节选:
──────────
目录
1. 技术背景
2. 设计思想
3. 总结
常见问题
附录
1. 技术背景
1.1. Redis Keyspace Notifications
从Redis 2.8.0+开始Redis提供了Keyspace Notifications[^1]特性; 这一特性使得客户端可以通过发布/订阅来接收redis影响数据集相关事件, 例如:
- 新建KEY
- 对KEY执行了
LPUSH操作 - KEY过期
1.1.1 配置
由于该特性会新增CPU消耗, keyspance events notifications是默认关闭的, 可通过修改redis.conf或CONFIG SET 配置notify-keyspace-events来开启,
K Keyspace events, published with __keyspace@__ prefix.
E Keyevent events, published with __keyevent@__ prefix.
g Generic commands (non-type specific) like DEL, EXPIRE, RENAME, ...
$ String commands
l List commands
s Set commands
h Hash commands
z Sorted set commands
x Expired events (events generated every time a key expires)
e Evicted events (events generated when a key is evicted for maxmemory)
──────────
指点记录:

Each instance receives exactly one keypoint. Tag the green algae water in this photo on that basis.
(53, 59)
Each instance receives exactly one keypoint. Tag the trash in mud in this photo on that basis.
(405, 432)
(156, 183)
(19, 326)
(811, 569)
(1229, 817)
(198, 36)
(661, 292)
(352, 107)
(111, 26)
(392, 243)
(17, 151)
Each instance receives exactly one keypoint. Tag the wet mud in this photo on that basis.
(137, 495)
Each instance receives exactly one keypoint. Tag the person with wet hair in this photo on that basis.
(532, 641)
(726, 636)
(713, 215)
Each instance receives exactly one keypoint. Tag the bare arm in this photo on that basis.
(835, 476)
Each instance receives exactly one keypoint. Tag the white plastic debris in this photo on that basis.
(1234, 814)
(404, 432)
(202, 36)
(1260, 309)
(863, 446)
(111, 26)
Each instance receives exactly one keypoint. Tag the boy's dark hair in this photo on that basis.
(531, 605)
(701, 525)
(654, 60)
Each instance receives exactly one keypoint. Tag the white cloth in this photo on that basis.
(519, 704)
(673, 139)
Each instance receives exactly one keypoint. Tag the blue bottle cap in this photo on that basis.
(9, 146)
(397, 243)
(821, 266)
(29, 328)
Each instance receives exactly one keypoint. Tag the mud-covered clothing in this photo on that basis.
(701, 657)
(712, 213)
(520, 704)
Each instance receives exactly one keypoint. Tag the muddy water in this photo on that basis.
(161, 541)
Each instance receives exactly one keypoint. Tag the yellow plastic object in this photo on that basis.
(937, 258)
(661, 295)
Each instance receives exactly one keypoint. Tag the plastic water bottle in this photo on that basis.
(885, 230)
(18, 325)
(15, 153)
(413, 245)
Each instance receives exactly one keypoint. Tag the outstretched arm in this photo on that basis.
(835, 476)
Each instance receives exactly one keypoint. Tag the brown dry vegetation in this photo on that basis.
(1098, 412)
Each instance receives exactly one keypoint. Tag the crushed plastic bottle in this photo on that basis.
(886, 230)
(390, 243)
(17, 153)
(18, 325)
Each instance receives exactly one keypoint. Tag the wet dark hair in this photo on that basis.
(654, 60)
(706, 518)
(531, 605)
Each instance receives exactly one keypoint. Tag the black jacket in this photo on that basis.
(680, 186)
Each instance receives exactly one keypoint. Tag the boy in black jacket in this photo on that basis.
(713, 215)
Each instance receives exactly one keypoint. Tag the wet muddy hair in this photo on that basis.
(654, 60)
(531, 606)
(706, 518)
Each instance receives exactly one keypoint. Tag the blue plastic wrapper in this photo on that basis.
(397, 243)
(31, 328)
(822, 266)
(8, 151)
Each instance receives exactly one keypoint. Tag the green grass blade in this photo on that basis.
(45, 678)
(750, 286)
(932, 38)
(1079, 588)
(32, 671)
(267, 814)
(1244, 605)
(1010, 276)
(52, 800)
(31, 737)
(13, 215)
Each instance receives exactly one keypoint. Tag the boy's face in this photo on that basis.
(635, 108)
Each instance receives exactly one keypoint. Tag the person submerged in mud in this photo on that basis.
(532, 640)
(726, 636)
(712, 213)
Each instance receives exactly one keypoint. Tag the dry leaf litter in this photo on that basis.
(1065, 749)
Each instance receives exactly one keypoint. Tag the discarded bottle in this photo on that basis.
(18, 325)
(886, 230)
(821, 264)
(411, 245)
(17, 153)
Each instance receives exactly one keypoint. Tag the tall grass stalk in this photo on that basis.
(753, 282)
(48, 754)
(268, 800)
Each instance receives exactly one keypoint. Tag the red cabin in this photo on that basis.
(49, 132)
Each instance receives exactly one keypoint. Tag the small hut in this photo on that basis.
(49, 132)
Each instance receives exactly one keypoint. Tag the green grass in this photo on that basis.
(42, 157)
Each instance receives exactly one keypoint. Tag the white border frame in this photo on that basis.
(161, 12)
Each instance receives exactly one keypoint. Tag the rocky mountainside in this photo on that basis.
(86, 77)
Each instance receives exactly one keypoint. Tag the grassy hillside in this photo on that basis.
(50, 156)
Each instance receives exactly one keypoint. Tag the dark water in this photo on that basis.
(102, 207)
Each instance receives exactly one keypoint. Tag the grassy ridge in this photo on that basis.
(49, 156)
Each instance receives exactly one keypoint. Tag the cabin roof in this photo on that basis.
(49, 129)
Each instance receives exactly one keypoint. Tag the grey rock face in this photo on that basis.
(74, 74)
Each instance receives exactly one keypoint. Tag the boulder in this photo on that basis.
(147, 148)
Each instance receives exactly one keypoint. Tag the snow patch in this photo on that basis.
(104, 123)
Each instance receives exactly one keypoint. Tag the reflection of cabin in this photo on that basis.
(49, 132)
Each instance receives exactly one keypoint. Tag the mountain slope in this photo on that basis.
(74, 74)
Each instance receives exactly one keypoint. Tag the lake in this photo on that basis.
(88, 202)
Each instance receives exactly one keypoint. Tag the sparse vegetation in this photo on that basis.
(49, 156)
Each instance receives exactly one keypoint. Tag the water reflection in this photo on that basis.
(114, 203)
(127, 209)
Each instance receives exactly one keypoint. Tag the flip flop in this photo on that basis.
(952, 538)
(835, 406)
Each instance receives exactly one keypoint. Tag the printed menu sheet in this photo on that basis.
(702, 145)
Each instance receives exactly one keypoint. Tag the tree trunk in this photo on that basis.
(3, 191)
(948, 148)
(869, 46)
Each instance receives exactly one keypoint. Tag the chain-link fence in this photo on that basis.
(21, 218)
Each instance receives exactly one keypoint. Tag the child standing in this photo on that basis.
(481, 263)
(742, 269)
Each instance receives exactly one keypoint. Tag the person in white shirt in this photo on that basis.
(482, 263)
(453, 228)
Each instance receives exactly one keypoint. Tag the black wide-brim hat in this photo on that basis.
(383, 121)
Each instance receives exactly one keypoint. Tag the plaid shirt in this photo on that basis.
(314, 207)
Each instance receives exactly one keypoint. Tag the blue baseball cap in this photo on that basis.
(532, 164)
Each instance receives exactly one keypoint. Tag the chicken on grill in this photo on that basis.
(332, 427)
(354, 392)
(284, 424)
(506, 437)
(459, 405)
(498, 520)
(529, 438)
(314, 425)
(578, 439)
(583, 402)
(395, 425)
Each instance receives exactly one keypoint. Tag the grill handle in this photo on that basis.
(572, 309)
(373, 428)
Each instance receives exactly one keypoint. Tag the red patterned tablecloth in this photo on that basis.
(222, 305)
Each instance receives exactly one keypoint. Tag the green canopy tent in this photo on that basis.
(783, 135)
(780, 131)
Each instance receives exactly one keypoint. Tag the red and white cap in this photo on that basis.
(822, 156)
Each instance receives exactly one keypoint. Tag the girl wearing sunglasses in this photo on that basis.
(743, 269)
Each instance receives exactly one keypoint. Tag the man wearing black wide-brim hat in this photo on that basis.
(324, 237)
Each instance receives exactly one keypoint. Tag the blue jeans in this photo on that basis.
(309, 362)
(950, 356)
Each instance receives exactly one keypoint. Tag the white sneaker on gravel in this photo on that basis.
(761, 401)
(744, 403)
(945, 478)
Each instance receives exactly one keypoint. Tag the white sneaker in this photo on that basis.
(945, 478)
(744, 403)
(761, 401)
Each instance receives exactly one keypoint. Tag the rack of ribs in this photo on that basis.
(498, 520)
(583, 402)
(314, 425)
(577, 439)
──────────
请紧接着介绍 Redis 键空间通知的这篇文章的末尾往下续写。 这些记录用不上。

A Alias for g$lshzxe, so that the "AKE" string means all the events.
配置中至少需要出现K/E, 否则将不会接收到任何事件, 如果配置为KEA则会接收到任何可能的事件。
# specify at least one of K or E, no events will be delivered.
notify-keyspace-events "KEA"
注意: Redis的发布/订阅阅后即焚是不支持持久化的, 故如果客户端断开重连则在这期间的消息将丢失!
1.1.2 测试
订阅事件
s1.vm.net:6379> PSUBSCRIBE __keyevent@*__:expired
Reading messages... (press Ctrl-C to quit)
1) "psubscribe"
2) "__keyevent@*__:expired"
3) (integer) 1
过期一个KEY
SET foo val EX 10
收到通知
1) "pmessage"
2) "__keyevent@*__:expired"
3) "__keyevent@0__:expired"
4) "a"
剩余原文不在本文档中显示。